PASSAGE GIVEN>
┄┄┄┄┄┄┄┄┄┄

The imaginary realm of Matthew Carone's painting is a place where traditional figures take on the manic presence of musicians, angels, and mythological heroes and beasts, while others give off the visionary auras of tribal shamans. Fielding a cast of characters from myth and reality, Carone takes on human frailty and beauty, topics many contemporary artists avoid.
Carone's work echoes with a wide range of modernist experiments. Not only is Carone identified with the pioneer generation of Abstract Expressionists, but also critics have seen affinities with Surrealism in his work, as well as developments parallel to those of the CoBrA group. Already enamored by the work of his brother, Nicholas Carone, he looked to such artists as Hans Hofmann, Jackson Pollock, and Willem de Kooning for inspiration. Matta, in particular, mentored his aspirations and gave him insight into how his work could develop.

Although Carone's canvases owe a debt to the history of Abstract Expressionism, it was not until his version of abstraction began to generate figures that the world of Carone's art became the challenging, trance-filled realm it is today. A long, intense struggle led him, at first, away from recognizable objects to spontaneous, non-figurative gesture, and then back again to the region inhabited by his flame-like personages. With this cast assembled, he offers a reflection on the world outside his art.

The innermost subject of Carone's art is the “human condition.” Yet, we cannot go directly to the heart of his painting. The physicality of the image stands in the way. So we have to talk about pigment on canvas.

┄┄┄┄┄┄┄┄┄┄

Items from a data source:
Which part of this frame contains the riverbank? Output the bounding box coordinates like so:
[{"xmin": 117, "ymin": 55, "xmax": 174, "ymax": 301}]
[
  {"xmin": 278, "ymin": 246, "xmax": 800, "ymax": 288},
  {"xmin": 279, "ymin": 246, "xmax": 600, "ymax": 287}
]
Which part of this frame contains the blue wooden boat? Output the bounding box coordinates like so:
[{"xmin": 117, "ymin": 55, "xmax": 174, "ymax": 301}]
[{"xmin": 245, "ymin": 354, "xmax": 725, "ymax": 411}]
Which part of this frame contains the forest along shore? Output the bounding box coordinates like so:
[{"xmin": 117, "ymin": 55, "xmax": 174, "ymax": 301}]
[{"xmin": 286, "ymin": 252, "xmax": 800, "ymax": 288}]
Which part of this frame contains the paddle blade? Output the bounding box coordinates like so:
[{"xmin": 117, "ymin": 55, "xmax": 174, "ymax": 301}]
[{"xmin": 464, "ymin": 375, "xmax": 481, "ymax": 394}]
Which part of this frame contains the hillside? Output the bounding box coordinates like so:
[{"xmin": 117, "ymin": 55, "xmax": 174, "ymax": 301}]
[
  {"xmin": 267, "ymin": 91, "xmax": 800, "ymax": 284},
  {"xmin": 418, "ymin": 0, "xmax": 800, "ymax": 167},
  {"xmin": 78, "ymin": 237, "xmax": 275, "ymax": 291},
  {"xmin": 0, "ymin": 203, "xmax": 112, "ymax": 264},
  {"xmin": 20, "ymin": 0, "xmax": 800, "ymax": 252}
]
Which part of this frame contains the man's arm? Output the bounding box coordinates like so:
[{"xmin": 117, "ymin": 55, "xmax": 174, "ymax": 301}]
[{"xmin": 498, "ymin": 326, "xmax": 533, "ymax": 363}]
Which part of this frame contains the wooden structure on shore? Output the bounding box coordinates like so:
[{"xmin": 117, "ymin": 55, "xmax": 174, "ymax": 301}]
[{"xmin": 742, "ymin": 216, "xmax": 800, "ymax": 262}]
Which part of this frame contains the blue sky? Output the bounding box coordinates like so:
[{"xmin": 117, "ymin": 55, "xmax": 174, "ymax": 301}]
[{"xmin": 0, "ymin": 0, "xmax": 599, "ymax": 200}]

┄┄┄┄┄┄┄┄┄┄

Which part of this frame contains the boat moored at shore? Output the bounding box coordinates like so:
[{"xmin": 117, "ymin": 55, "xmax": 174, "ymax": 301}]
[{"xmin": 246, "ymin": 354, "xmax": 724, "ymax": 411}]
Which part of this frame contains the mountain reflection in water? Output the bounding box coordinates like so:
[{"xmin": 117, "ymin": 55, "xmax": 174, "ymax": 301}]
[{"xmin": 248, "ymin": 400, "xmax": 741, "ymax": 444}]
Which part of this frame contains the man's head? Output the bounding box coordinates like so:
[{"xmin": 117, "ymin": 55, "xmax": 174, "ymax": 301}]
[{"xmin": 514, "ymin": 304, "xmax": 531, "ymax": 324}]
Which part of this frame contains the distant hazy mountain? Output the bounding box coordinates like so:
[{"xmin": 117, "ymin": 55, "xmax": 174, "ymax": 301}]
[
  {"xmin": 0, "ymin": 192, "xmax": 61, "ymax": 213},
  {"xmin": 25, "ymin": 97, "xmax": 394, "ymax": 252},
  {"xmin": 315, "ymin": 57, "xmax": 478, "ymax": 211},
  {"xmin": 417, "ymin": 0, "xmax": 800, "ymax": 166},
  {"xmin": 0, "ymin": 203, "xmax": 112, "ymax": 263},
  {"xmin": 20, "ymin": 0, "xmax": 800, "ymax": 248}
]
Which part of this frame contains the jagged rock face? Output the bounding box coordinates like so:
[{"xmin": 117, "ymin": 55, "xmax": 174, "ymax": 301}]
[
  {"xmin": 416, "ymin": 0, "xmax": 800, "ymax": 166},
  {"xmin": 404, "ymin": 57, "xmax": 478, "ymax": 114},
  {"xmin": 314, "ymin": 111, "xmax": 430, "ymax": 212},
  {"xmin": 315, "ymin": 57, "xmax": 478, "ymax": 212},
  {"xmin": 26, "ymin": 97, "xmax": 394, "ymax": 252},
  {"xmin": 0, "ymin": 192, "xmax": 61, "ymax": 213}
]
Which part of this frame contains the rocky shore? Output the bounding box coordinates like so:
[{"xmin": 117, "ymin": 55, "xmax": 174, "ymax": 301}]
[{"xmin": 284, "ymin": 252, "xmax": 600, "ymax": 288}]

┄┄┄┄┄┄┄┄┄┄

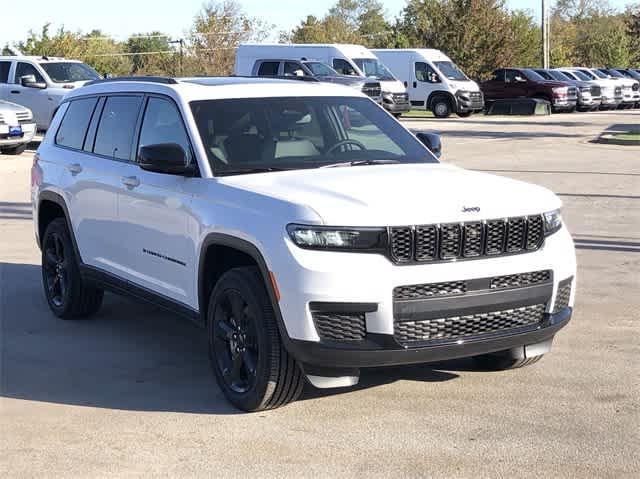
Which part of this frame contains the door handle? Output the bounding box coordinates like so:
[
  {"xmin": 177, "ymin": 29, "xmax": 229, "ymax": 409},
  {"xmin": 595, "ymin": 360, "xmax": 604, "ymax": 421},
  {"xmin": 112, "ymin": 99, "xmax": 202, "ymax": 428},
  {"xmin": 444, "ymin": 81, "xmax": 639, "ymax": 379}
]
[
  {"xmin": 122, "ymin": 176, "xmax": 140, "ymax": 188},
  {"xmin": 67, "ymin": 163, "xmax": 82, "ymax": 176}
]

┄┄┄┄┄┄┄┄┄┄

AIM 1>
Summarize the passage on Matthew Carone's painting in two sentences.
AIM 2>
From the passage on Matthew Carone's painting, reproduce the text word for word from "The innermost subject" up to and including "pigment on canvas.".

FINAL ANSWER 1>
Matthew Carone's painting presents an imaginary realm of figures drawn from myth and reality, taking on human frailty and beauty, with the "human condition" as its innermost subject. His work is identified with the pioneer generation of Abstract Expressionists, and critics see affinities with Surrealism and the CoBrA group in it, but it became the challenging, trance-filled realm it is today only after a long struggle brought his abstraction back to figures.

FINAL ANSWER 2>
The innermost subject of Carone's art is the “human condition.” Yet, we cannot go directly to the heart of his painting. The physicality of the image stands in the way. So we have to talk about pigment on canvas.